TASK PROMPT → Reproduce word for word the passage of the Sitting Bull news report below that lies between "LaPointe said he" and "with the artifacts.", inclusive.

WASHINGTON — Mementos of Sioux Indian Chief Sitting Bull were returned to his family Wednesday at a ceremony in a quiet corner of the Smithsonian’s National Museum of Natural History.
“I appreciate from my heart what the Smithsonian has done,” said Ernie LaPointe, Sitting Bull’s great-grandson.
“My great-grandfather stood for the freedom of the land, he stood for his people and he was murdered for this,” LaPointe said. “He stood his ground until the end.”
LaPointe said he will hold a ceremony at his home in Lead, S.D., on Dec. 15 with a medicine man to help determine what should be done with the artifacts.
“These are not mine,” he said. “They belong to my great-grandfather.”
A leader of the Hunkpapa Lakota Sioux, Sitting Bull became famous as the leader who defeated Lt. Col. George Armstrong Custer at the Battle of Little Bighorn in 1876.
Sitting Bull was killed while being arrested by tribal police in 1890. A lock of hair and leggings were obtained, without permission, by an Army doctor, who later donated them to the museum.
Bill Billeck, director of the repatriation office at the museum, said officials only discovered the circumstances surrounding the acquisition of the materials in 1999.
The museum then began seeking descendants of the chief and finally located LaPointe and his three sisters as the closest relatives. LaPointe said his sisters chose him to be family spokesman.
The museum’s acting director, Paul Risser, said the Smithsonian “takes seriously the objects we have, and even more seriously the ownership of the objects.”

INPUT DATA →
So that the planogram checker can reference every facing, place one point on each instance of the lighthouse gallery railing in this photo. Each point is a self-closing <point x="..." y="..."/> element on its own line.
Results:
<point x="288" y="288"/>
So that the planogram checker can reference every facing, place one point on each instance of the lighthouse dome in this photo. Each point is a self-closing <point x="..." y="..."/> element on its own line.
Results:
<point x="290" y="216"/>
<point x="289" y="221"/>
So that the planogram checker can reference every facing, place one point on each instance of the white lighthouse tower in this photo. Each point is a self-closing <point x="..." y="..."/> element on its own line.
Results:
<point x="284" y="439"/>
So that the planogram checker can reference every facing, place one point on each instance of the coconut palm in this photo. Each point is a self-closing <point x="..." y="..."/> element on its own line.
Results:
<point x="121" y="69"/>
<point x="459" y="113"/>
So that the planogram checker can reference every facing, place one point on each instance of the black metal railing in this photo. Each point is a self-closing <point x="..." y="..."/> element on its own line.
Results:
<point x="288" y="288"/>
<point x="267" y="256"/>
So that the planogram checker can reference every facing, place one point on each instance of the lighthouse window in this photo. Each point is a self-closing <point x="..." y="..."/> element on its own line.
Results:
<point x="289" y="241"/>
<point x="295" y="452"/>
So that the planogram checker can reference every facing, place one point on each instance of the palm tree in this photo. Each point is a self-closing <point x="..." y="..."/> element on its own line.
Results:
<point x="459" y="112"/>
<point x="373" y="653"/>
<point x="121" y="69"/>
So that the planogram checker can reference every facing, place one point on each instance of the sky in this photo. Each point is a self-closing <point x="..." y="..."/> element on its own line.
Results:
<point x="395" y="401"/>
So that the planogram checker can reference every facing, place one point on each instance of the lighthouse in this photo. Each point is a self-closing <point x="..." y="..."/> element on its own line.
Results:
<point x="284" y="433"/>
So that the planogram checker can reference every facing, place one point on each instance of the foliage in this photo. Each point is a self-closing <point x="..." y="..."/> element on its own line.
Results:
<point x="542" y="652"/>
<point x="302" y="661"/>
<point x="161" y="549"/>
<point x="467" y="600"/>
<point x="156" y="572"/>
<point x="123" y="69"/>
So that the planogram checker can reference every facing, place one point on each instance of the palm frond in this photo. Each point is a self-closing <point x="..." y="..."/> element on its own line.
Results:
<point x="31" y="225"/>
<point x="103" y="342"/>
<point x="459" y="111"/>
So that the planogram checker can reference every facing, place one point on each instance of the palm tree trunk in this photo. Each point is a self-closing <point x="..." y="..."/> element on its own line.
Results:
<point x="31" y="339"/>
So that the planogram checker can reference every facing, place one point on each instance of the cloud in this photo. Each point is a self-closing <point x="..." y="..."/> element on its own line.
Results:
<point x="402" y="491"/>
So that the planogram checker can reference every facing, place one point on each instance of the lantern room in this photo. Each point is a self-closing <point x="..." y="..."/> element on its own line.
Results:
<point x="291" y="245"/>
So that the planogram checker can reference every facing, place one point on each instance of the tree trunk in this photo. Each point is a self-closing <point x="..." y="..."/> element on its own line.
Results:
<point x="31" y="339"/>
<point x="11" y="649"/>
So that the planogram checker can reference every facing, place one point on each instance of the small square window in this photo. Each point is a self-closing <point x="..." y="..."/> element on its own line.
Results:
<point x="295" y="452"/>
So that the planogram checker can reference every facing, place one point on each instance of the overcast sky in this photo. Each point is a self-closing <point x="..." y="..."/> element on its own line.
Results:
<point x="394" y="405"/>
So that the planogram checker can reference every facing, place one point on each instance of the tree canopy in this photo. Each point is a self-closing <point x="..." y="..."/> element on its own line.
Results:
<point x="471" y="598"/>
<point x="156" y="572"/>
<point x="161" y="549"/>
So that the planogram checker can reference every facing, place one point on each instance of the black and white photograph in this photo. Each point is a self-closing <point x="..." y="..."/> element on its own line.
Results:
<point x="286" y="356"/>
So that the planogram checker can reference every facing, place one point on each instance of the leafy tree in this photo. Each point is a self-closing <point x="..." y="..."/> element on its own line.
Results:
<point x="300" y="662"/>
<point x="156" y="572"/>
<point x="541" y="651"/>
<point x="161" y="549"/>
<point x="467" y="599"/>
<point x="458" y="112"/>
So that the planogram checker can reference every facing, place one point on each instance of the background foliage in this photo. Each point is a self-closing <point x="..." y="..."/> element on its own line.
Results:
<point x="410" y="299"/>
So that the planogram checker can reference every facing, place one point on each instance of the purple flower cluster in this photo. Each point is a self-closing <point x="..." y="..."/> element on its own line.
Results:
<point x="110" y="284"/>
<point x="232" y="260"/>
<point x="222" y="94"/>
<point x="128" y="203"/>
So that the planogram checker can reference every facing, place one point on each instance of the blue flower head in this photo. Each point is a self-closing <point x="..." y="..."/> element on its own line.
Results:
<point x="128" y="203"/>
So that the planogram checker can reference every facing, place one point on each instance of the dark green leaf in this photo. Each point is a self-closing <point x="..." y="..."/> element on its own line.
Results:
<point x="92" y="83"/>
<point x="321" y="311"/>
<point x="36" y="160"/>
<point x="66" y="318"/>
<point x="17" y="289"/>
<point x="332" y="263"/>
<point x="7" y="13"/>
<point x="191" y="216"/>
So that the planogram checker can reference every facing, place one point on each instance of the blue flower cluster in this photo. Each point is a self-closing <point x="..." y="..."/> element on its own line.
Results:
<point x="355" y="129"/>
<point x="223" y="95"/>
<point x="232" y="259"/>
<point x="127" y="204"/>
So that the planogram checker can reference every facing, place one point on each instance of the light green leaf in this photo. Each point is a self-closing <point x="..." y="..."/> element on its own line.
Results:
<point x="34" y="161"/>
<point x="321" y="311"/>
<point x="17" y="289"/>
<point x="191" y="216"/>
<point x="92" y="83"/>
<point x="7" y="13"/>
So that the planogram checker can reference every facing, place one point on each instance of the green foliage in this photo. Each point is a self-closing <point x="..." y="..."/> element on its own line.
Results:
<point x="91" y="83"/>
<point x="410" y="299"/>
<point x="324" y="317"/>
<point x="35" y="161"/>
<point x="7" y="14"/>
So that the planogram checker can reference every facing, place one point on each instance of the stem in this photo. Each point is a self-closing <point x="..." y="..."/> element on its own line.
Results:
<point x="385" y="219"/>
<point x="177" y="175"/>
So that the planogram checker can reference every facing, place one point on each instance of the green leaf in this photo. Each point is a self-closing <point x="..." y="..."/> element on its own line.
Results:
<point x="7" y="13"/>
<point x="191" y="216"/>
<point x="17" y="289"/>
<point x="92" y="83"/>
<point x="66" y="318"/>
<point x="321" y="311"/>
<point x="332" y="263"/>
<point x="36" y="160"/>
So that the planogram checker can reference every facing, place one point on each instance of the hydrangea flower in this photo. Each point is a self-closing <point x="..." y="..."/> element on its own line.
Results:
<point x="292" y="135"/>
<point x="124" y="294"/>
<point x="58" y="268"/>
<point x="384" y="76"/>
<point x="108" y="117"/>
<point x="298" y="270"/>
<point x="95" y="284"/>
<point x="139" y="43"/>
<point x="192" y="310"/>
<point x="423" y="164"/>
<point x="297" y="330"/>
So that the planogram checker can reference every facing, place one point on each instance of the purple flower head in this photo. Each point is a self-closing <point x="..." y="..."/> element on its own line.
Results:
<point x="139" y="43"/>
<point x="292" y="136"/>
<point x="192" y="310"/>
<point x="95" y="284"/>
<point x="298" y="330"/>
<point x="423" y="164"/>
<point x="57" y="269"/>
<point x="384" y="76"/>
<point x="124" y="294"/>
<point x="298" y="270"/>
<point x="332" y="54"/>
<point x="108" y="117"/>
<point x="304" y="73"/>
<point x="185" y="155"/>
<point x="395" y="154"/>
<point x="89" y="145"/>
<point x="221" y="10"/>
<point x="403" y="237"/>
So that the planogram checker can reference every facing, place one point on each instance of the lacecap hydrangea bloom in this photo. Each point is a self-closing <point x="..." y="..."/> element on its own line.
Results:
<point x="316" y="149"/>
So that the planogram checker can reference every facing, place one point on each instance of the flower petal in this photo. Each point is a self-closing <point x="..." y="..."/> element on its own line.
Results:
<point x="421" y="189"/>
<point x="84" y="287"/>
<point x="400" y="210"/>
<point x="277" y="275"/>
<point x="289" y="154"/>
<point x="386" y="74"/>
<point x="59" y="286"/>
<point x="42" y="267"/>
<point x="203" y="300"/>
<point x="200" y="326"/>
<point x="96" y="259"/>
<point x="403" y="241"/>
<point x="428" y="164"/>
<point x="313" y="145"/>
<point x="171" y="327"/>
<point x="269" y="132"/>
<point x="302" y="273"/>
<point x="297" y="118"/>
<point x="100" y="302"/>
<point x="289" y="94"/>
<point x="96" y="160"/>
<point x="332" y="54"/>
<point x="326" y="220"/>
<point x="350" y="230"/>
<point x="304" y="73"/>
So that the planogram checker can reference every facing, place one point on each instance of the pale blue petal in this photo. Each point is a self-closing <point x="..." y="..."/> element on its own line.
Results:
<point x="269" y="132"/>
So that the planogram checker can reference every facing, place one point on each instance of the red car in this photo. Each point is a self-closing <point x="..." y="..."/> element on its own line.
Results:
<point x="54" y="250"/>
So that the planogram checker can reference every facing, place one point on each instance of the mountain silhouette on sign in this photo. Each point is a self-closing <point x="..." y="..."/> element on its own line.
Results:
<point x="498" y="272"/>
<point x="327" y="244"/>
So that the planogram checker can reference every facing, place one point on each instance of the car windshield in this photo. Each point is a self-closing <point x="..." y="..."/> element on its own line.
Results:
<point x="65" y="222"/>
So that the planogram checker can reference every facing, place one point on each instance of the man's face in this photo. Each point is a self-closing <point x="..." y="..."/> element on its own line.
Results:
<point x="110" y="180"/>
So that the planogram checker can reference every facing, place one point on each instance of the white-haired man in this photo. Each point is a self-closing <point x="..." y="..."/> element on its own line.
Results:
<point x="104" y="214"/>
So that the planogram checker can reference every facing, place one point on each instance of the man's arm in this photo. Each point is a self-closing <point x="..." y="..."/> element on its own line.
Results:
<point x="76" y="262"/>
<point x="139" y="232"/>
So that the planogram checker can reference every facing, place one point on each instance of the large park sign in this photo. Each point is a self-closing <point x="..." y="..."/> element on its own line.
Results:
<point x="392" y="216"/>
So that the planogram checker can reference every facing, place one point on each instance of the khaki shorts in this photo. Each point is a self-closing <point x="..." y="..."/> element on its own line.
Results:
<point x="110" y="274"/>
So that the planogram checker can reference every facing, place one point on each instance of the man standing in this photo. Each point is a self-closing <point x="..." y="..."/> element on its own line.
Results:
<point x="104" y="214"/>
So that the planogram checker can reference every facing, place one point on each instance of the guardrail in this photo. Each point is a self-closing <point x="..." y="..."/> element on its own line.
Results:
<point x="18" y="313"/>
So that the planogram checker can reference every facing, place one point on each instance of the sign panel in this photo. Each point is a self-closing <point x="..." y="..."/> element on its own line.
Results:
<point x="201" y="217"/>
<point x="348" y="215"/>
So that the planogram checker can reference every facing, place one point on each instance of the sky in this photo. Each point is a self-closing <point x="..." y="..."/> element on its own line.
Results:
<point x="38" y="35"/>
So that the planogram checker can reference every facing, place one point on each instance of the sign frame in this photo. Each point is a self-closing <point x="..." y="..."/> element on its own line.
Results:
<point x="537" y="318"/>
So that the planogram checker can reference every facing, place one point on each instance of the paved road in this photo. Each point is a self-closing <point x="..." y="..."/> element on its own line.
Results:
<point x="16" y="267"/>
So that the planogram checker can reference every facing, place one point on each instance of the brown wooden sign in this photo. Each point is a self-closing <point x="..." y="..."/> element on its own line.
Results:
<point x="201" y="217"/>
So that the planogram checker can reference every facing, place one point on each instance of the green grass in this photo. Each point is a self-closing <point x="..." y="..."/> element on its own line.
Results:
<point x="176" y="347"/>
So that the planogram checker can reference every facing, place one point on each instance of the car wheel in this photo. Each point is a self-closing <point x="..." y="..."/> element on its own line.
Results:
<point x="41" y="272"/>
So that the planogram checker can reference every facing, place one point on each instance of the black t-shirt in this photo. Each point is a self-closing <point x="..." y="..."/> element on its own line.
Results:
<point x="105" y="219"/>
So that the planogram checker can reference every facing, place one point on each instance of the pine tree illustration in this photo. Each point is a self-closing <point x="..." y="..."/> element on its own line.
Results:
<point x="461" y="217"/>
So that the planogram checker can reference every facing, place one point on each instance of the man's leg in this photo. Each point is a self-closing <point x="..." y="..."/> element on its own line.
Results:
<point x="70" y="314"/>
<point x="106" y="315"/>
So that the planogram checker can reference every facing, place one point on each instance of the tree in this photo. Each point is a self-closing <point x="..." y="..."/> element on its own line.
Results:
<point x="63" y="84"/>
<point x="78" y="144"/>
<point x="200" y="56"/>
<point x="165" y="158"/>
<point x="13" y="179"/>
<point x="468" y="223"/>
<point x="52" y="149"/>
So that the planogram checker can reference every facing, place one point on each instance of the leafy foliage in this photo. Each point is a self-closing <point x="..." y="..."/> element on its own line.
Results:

EXERCISE ANSWER →
LaPointe said he will hold a ceremony at his home in Lead, S.D., on Dec. 15 with a medicine man to help determine what should be done with the artifacts.